[Natural language region descriptions]
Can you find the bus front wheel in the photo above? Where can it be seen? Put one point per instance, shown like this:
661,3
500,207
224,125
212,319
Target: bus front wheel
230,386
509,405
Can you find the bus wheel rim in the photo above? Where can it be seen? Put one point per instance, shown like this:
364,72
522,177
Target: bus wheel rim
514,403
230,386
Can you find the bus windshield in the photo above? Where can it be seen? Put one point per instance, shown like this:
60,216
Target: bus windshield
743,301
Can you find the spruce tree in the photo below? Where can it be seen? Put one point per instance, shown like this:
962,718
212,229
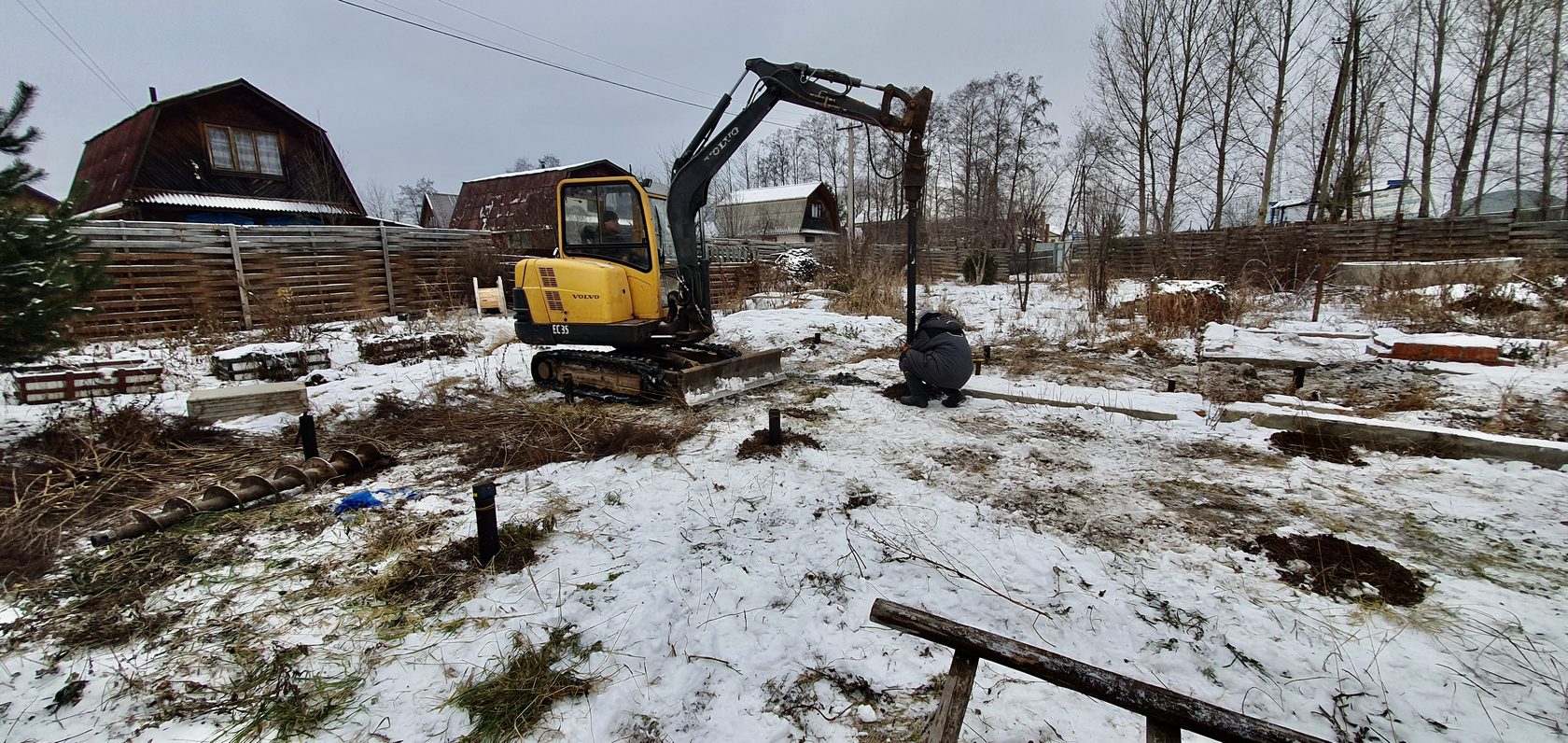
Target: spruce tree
43,281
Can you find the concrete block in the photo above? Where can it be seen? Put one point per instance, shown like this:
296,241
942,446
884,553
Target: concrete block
225,403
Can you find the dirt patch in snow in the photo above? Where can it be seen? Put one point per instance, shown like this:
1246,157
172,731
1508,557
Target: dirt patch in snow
805,414
1316,445
758,447
1225,512
1332,567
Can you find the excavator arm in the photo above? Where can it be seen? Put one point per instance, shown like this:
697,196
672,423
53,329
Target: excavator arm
712,147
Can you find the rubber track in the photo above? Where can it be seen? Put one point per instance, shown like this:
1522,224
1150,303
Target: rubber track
651,373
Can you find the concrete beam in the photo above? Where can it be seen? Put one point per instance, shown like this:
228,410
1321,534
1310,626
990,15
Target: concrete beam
1406,438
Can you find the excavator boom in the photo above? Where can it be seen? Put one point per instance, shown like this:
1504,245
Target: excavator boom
604,287
797,83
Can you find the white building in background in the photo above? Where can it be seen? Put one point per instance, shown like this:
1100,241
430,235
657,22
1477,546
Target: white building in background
1393,198
788,214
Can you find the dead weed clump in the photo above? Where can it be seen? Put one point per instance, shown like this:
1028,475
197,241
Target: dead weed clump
869,288
802,698
1136,343
424,582
267,690
1185,311
532,679
758,447
1332,567
85,468
101,599
499,431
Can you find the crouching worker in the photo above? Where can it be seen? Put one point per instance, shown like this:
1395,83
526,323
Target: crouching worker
936,361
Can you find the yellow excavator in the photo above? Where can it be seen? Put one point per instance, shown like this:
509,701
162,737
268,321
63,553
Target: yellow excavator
631,273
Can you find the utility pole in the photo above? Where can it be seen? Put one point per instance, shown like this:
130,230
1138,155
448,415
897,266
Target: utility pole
1323,175
1551,112
850,210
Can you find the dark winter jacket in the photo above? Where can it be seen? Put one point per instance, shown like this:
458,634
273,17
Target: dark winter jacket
940,353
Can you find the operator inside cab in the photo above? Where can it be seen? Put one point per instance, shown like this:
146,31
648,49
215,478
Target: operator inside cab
606,221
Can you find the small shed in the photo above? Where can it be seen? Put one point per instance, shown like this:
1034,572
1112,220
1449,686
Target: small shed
521,205
788,214
436,210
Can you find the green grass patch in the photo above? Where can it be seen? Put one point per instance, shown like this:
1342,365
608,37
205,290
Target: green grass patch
530,680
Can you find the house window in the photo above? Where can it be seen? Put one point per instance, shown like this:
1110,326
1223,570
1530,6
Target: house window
245,151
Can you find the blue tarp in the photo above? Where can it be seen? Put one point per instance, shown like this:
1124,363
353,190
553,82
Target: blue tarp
372,498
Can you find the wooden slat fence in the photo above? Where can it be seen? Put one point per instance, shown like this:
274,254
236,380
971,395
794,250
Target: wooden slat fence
1291,253
173,276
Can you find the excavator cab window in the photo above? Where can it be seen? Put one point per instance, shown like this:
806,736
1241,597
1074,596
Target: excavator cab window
606,221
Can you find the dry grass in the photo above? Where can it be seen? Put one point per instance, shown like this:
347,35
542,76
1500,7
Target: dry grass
509,703
424,582
497,431
872,288
1185,311
267,690
85,469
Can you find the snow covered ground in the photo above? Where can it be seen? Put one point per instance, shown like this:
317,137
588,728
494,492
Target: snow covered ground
728,597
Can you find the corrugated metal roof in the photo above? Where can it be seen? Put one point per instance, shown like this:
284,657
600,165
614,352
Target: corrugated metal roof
772,193
537,171
240,203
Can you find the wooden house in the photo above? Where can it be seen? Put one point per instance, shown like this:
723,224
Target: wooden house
788,214
519,207
226,154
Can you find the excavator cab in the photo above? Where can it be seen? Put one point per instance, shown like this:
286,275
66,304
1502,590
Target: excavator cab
602,286
613,283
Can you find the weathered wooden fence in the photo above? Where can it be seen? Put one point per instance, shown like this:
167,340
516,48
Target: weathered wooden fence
1293,251
175,276
1167,712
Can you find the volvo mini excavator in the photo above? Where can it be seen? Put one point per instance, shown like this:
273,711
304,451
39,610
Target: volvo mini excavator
629,272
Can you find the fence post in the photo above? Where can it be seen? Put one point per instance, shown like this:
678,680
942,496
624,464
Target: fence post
955,698
1161,733
386,269
239,278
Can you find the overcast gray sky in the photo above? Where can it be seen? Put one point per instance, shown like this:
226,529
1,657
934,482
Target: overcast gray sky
400,102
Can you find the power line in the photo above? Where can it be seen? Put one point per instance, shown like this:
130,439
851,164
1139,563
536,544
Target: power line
78,46
91,66
593,57
479,41
574,50
493,48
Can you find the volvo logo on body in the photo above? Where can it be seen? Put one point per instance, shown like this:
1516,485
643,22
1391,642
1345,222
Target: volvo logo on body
721,143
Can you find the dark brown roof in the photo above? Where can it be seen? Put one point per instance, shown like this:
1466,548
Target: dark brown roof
112,159
519,201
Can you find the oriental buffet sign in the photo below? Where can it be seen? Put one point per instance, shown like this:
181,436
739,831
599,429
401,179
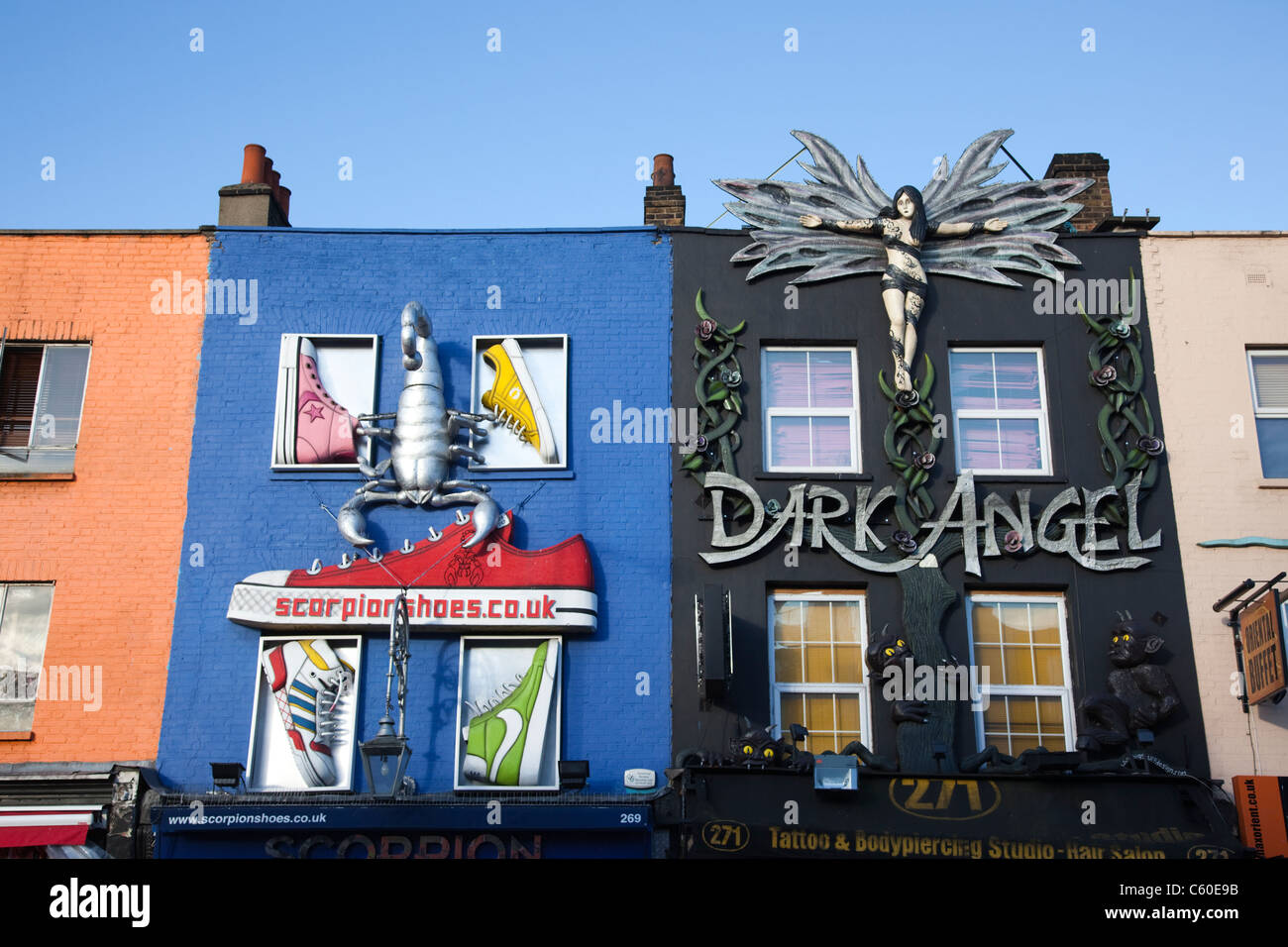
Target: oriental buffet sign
1068,525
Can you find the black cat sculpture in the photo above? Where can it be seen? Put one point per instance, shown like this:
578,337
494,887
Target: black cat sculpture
756,749
1141,694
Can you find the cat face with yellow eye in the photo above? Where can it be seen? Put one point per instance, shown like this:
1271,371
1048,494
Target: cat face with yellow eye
889,650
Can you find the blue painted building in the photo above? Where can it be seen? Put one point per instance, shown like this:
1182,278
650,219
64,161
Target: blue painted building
592,312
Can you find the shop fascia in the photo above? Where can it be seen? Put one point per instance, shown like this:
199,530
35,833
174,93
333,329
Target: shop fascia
820,504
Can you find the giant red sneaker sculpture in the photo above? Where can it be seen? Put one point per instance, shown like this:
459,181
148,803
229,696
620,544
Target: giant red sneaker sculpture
449,585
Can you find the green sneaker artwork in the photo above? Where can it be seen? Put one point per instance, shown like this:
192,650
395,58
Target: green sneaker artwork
503,746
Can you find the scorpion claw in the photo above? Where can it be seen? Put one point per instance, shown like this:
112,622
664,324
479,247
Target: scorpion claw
353,527
485,518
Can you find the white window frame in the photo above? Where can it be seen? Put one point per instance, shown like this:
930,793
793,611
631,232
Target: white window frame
40,664
862,689
369,388
1252,382
850,412
1041,414
1257,411
546,346
9,464
1065,693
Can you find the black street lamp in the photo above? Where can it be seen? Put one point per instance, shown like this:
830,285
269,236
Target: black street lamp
385,755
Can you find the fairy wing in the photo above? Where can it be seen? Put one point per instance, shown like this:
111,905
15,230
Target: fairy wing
1029,208
773,208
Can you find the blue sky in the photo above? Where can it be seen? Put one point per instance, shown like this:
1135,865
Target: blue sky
548,132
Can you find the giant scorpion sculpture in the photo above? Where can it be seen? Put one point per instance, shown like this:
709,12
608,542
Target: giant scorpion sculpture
423,447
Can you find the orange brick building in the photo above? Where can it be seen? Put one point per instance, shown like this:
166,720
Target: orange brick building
99,342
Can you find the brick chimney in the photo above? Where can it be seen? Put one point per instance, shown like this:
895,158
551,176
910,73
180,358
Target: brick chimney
259,200
1098,206
664,201
1096,202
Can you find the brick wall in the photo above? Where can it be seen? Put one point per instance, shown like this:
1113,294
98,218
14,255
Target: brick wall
1205,315
610,292
110,540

ABOUT THIS EXERCISE
Whichever lines of the data include the word "below", pull them out.

WRITTEN SOLUTION
Can you find the spruce tree in the photo below? Where can it be seen? Put one point per instance, shown like this:
Can you find the oriental buffet sign in the photo below? Where can it be seen? Put one point per instance, shown like this:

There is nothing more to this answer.